MATERIAL FOR THIS EXERCISE Start Marker

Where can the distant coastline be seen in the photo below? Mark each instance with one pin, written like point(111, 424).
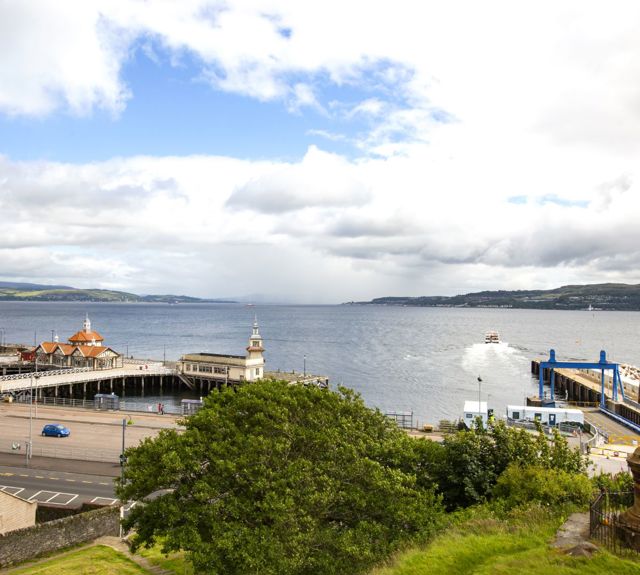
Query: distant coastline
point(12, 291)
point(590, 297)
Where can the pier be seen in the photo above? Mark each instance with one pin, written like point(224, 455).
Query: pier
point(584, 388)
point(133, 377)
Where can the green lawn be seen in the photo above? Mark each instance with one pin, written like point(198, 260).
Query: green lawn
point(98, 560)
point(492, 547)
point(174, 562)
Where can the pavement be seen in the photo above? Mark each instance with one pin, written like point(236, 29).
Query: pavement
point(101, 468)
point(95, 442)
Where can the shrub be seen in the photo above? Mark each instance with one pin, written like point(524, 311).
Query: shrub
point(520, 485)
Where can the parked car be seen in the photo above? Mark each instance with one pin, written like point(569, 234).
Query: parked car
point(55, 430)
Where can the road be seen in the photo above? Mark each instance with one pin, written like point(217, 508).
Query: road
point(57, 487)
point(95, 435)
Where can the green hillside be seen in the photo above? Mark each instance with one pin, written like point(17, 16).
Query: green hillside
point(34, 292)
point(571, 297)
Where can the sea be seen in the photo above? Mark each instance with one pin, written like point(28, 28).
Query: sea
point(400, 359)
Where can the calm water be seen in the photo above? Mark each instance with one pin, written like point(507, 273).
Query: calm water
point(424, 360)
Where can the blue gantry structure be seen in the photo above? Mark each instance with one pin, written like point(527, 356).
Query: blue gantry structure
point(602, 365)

MATERIAL FOR THIS EXERCISE End Marker

### PROBLEM TO WORK ON
There is a line with "Where can the parked" and a line with "Where can the road" above. Copy exactly those two lines and all lines between them, with nothing else.

### RESPONSE TO THIS EXERCISE
Where can the parked car be seen in the photo above? Mark each instance with one pin, written like point(569, 234).
Query: parked car
point(55, 430)
Where can the road be seen in the photo above? Mark each instance with one pin, written like point(217, 508).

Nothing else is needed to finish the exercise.